RAW DATA

+--

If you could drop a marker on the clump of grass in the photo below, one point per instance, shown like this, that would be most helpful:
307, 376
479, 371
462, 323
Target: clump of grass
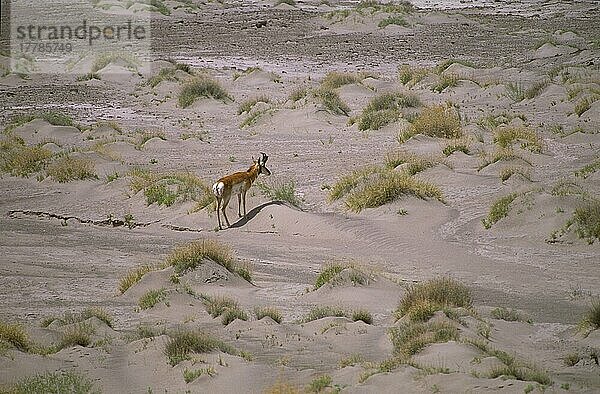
457, 145
505, 137
187, 257
199, 87
587, 220
588, 169
79, 334
271, 312
328, 273
68, 168
410, 338
15, 335
231, 314
388, 186
507, 172
166, 189
445, 81
506, 314
280, 190
422, 299
319, 384
184, 342
247, 105
133, 276
105, 59
320, 312
19, 159
397, 20
384, 109
298, 94
362, 315
415, 163
54, 383
499, 210
332, 101
437, 121
152, 297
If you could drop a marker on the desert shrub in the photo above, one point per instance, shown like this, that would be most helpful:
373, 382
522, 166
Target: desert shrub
133, 276
184, 342
271, 312
384, 109
457, 145
499, 210
410, 338
445, 81
19, 159
328, 273
320, 312
201, 87
319, 384
247, 105
388, 186
422, 299
505, 137
187, 257
15, 335
280, 190
507, 172
362, 315
332, 101
67, 169
506, 314
588, 169
79, 334
415, 163
392, 20
587, 220
54, 383
231, 314
151, 298
437, 121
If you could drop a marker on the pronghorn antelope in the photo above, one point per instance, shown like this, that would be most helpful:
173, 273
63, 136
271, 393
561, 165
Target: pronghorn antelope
238, 183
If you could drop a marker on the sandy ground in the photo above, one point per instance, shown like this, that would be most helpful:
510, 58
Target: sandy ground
59, 253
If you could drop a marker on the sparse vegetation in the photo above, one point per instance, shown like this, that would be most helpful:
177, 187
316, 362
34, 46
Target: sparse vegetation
15, 335
438, 121
68, 168
54, 383
502, 313
499, 210
410, 338
199, 87
384, 109
320, 312
152, 297
423, 299
183, 342
280, 190
187, 257
505, 137
271, 312
362, 315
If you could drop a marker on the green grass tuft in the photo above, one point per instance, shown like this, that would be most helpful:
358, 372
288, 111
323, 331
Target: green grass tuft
499, 210
67, 169
423, 299
202, 87
152, 297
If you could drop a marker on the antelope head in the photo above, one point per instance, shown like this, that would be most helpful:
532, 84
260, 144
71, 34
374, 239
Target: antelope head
262, 164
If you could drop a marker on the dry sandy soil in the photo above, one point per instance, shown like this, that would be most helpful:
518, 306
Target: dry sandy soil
65, 247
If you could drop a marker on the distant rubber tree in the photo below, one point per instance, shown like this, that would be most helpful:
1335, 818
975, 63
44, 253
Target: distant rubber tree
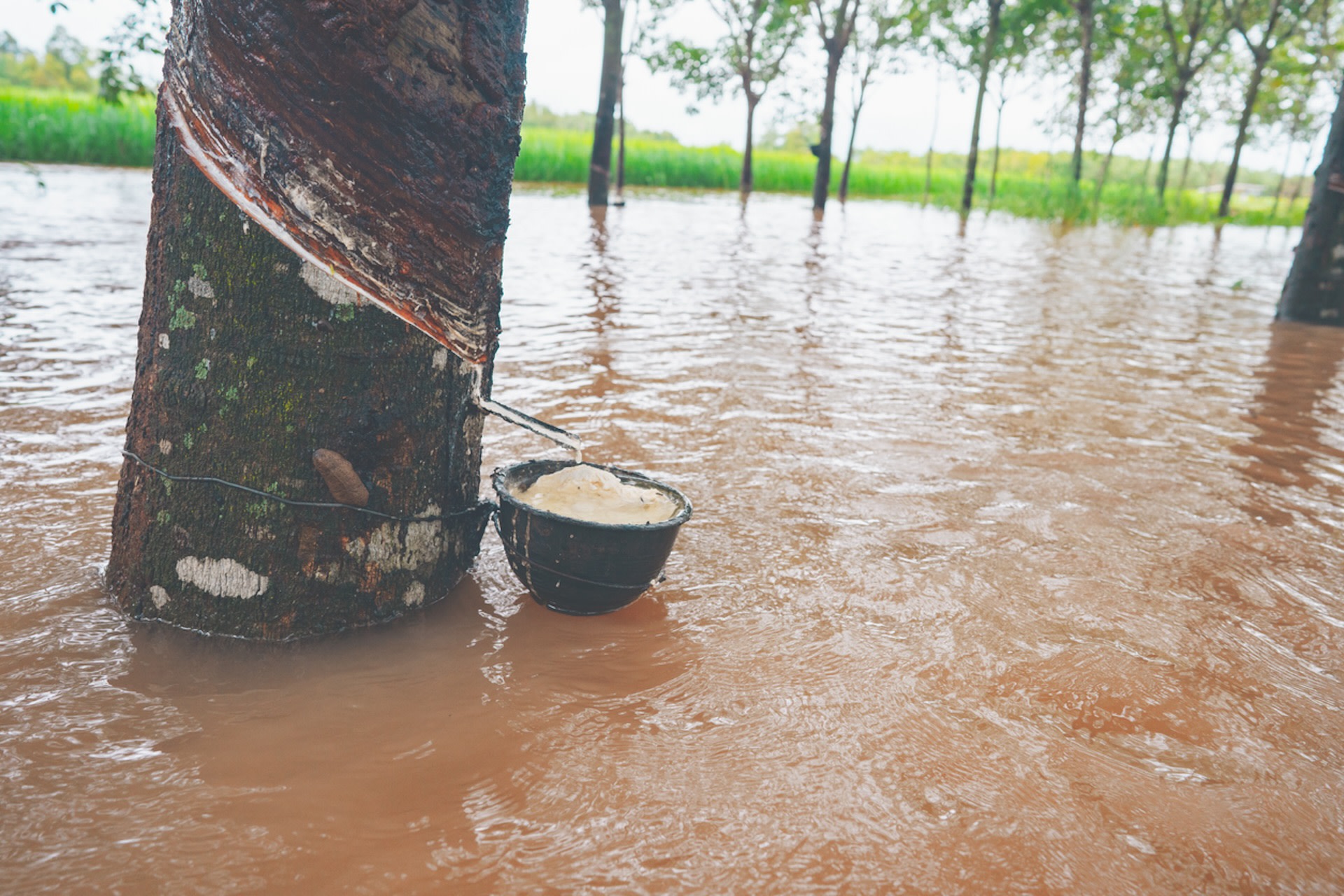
1128, 71
1315, 288
835, 22
972, 35
1266, 27
760, 35
1193, 34
882, 30
609, 90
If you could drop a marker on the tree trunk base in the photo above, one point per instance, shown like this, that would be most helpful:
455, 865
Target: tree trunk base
249, 362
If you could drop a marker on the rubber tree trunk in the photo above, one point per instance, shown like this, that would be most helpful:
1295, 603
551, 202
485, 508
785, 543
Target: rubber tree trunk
1086, 20
822, 183
1243, 127
933, 134
1315, 288
993, 168
1177, 108
620, 149
251, 360
600, 166
748, 182
848, 156
1102, 175
987, 55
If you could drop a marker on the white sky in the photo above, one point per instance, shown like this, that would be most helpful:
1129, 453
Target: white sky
565, 43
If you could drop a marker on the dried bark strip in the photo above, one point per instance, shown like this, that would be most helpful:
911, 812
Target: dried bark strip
340, 127
252, 359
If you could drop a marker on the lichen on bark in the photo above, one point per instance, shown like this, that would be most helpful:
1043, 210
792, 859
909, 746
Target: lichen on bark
242, 372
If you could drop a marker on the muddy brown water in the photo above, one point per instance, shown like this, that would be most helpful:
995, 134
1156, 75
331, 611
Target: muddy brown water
1015, 568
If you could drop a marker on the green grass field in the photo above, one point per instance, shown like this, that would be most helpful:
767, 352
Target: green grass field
76, 128
70, 128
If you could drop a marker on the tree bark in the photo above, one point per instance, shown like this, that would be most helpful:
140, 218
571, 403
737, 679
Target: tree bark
251, 360
748, 183
1086, 20
1315, 288
620, 150
600, 166
1282, 175
848, 155
1105, 171
822, 184
993, 168
1225, 206
1190, 158
968, 187
1177, 106
933, 134
1301, 179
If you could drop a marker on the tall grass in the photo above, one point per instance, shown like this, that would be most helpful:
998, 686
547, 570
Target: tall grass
76, 128
70, 128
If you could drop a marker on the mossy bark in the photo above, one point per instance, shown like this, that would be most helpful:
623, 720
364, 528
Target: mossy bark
249, 360
1315, 288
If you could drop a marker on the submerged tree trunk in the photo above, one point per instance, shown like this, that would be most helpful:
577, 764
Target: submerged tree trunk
848, 155
1190, 158
620, 150
1225, 206
1177, 106
933, 136
748, 182
1315, 288
993, 168
265, 387
600, 166
987, 57
1282, 175
1105, 171
822, 183
1301, 178
1086, 20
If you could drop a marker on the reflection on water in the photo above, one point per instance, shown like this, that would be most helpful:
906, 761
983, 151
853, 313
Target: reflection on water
1015, 570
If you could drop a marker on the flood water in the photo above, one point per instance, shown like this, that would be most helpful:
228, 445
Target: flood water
1015, 568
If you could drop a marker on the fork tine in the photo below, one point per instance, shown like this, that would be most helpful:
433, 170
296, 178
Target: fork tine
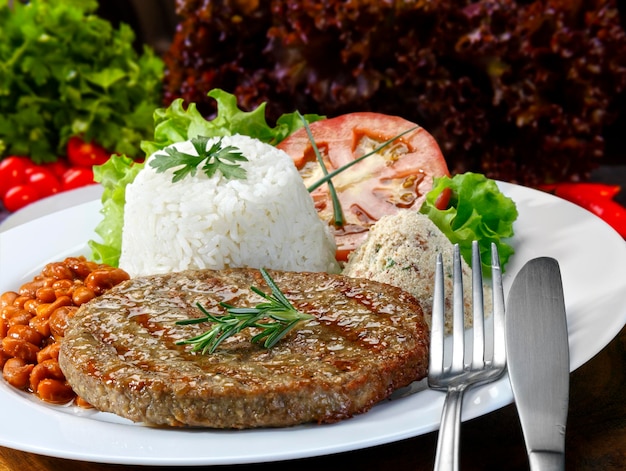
499, 350
458, 321
435, 365
478, 314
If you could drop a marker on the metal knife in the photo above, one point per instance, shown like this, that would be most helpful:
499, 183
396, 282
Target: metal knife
537, 347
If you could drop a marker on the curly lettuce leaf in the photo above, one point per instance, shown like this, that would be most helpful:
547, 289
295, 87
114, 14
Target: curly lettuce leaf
176, 124
477, 210
114, 175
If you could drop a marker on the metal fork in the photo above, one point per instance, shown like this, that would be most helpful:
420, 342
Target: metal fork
463, 372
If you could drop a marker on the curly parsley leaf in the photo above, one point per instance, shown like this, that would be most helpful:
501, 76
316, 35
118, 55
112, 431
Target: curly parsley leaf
224, 159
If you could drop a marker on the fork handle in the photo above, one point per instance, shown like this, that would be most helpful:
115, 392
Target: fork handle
447, 457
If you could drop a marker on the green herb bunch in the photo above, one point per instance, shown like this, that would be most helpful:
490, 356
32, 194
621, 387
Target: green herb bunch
64, 71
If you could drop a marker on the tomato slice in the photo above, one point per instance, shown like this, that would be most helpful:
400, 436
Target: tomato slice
397, 177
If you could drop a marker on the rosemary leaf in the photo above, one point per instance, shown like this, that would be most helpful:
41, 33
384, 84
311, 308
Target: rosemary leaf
277, 309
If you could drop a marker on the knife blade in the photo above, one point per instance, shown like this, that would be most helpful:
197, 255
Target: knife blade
537, 347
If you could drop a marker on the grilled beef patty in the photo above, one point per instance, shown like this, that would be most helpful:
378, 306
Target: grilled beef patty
120, 350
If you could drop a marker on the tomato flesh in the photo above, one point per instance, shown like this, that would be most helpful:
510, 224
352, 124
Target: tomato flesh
19, 196
76, 177
397, 177
85, 154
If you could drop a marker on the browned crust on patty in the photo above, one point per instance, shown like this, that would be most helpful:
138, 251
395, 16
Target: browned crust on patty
120, 352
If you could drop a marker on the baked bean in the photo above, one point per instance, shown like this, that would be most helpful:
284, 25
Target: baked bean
45, 294
58, 271
31, 305
4, 328
46, 369
29, 289
7, 299
33, 322
41, 325
20, 300
25, 332
16, 372
82, 294
103, 279
55, 391
21, 317
20, 348
7, 312
3, 358
63, 287
80, 402
46, 310
49, 352
58, 320
80, 266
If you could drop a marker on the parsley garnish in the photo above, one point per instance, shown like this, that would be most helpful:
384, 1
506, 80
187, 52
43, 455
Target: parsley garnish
215, 158
278, 309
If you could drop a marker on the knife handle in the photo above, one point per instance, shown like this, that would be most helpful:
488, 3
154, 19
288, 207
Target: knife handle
546, 461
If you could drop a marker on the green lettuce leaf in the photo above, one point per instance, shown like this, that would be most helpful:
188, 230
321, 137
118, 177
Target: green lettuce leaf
176, 124
477, 211
114, 175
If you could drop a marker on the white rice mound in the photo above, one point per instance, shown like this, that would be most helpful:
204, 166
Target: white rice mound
267, 220
401, 250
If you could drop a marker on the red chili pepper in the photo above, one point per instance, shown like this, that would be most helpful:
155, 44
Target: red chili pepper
594, 197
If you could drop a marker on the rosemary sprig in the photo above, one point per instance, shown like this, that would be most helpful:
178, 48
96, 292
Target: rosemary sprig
277, 308
337, 211
224, 159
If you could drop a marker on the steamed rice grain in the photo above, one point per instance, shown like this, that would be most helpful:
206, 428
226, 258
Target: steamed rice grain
266, 220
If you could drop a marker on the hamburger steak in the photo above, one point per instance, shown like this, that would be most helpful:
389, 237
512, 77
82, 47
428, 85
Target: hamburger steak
366, 339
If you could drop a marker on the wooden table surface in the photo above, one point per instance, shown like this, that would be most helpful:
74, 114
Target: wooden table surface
595, 441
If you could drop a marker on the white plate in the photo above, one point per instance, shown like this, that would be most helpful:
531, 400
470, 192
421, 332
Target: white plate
593, 263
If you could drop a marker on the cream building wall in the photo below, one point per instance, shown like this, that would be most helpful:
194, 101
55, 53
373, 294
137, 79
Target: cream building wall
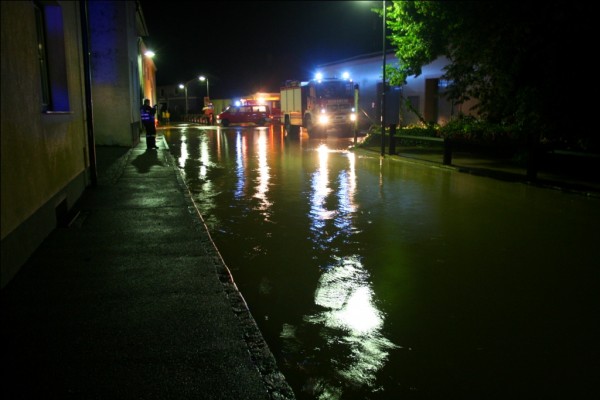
44, 155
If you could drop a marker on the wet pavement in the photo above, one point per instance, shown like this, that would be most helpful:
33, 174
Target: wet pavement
132, 300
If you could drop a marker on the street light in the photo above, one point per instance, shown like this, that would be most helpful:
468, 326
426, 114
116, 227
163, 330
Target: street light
184, 87
203, 78
383, 90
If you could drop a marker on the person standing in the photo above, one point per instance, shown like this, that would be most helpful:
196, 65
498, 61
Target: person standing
148, 114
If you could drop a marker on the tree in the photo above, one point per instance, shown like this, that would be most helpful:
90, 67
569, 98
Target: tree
515, 58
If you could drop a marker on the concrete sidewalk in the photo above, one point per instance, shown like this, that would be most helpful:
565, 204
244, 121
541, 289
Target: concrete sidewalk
132, 300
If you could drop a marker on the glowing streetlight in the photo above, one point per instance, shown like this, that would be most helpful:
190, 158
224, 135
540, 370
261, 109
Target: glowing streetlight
203, 78
184, 87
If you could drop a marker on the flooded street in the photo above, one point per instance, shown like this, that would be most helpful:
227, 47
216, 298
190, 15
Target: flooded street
384, 279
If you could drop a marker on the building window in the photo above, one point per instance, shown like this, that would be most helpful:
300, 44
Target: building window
51, 56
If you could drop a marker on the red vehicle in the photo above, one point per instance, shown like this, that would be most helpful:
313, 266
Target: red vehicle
257, 114
269, 99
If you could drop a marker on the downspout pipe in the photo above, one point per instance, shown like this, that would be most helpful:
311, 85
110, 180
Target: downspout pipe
87, 72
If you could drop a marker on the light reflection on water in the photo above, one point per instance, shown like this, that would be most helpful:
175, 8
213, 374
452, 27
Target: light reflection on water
372, 278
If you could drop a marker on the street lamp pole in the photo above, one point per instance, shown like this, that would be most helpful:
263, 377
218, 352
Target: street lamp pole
184, 87
203, 78
383, 90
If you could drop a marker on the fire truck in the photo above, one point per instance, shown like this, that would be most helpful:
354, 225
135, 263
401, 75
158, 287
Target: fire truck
319, 105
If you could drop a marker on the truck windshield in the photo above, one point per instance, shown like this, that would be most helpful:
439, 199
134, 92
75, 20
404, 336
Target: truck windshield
331, 90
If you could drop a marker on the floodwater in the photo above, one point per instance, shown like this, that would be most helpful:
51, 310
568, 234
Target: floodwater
377, 278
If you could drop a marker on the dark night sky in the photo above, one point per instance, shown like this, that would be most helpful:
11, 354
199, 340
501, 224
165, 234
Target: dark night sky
249, 46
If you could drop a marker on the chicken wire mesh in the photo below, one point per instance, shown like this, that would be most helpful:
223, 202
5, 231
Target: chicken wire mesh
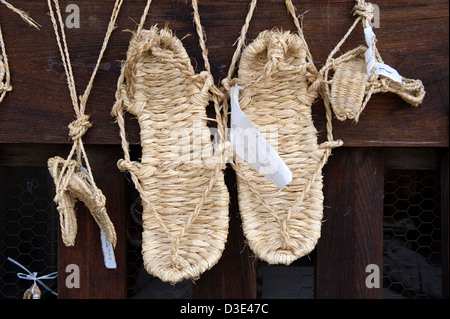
412, 266
28, 229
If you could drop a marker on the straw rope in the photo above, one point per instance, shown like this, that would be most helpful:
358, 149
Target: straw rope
185, 200
5, 77
73, 181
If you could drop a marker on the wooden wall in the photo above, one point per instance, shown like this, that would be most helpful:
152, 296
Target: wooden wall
413, 38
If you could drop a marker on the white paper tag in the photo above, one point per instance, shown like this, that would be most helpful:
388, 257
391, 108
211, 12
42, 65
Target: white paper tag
370, 56
372, 64
386, 70
108, 252
249, 144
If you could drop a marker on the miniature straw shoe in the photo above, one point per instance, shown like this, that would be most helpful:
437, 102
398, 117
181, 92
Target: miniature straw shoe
77, 185
179, 177
351, 87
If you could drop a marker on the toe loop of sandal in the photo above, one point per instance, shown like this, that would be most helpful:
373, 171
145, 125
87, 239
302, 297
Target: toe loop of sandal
136, 168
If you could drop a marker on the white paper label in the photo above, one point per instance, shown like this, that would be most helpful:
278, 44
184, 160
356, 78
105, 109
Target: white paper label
108, 252
372, 64
386, 70
249, 144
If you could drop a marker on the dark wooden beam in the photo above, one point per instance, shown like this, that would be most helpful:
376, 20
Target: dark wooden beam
234, 276
352, 231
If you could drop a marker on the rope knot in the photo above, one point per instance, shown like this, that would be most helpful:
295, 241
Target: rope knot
79, 127
364, 9
138, 169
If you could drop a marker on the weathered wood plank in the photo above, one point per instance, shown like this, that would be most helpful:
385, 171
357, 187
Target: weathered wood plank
352, 231
413, 38
237, 262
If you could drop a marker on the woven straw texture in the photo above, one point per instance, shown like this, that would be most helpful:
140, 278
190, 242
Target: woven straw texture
281, 225
185, 200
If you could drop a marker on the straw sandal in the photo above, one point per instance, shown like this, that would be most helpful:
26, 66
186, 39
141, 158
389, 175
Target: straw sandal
349, 87
80, 187
276, 71
279, 83
180, 175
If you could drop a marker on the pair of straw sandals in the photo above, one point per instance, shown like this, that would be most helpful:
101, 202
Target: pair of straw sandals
180, 175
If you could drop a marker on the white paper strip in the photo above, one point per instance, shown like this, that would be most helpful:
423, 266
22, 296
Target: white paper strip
108, 252
372, 64
253, 148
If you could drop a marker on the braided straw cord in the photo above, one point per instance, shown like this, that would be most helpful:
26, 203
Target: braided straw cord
276, 71
73, 182
185, 200
5, 77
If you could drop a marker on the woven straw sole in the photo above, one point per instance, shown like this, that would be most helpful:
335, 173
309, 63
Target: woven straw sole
280, 101
178, 165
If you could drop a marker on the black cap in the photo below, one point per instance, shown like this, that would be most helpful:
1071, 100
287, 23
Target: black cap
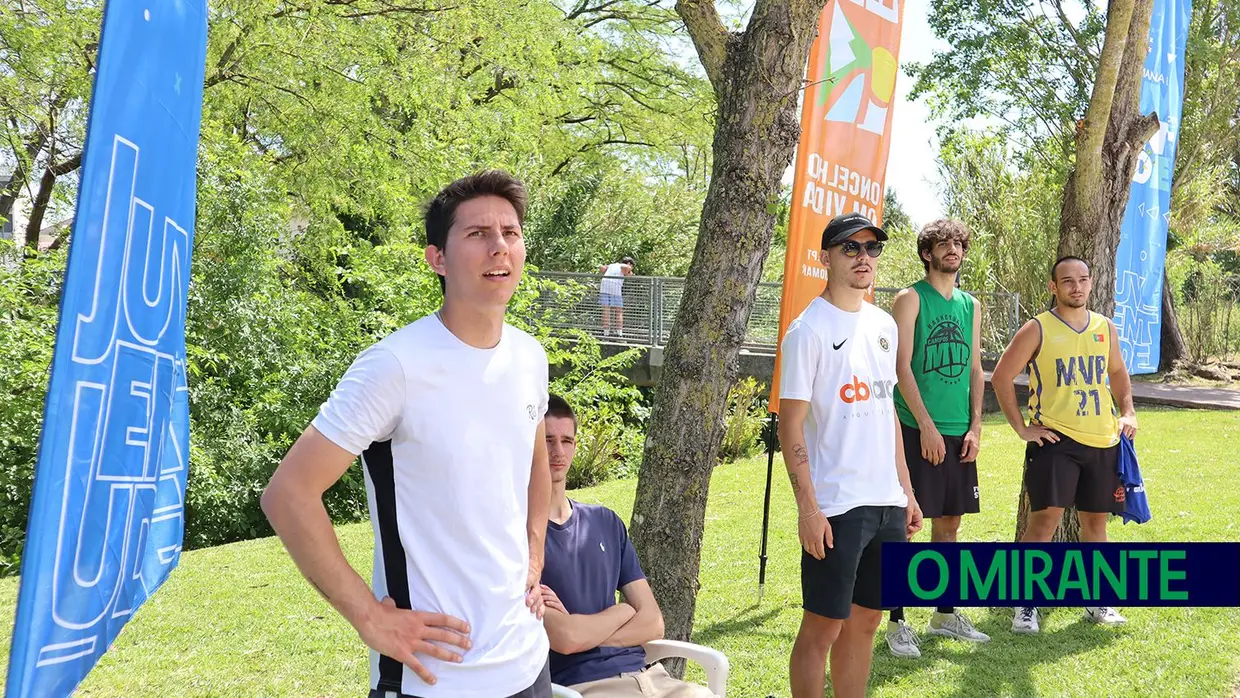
846, 226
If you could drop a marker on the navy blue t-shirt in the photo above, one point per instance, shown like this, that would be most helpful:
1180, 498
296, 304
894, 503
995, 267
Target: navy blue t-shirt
588, 559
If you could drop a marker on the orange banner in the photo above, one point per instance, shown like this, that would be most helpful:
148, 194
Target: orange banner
846, 125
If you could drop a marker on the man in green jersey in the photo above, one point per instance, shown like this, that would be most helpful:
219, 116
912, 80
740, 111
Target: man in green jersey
939, 403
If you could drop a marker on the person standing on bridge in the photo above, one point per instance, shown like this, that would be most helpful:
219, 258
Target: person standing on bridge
939, 402
1080, 401
611, 295
842, 449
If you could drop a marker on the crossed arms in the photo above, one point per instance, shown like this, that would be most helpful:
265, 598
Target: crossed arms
635, 621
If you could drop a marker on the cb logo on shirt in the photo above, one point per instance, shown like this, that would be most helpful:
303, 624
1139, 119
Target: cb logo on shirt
858, 391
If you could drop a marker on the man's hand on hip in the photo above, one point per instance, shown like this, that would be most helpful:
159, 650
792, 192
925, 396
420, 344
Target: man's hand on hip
403, 634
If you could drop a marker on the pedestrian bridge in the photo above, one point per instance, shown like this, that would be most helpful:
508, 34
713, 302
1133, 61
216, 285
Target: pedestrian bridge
571, 305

+--

PROBLEM TO WORK ON
Throughout the material above, find every line holding "below" and copy it.

ANSWER SPACE
If you could drop a marker on the clump of grass in the photo below, one point per instance, shown like this, that would be most helpful:
If you could drop a marker on the distant rubber tree in the photo below, one point per instance, shown like this, that would be most helpful:
If you could drop a marker on the fork tine in the photo below, one point per instance, shown like this, that would be most helpful:
If you could drop a marker on the cream building wall in the photo below, one point per instance, shown like this, that would be most helpful:
If you could drop a marker on the chicken wire mesh in the photo below, one point per instance, shown like this, that would be most helpful:
If you could drop a marker on the black cap in the photo below, one point per instance, shown like this, that would be most helpful:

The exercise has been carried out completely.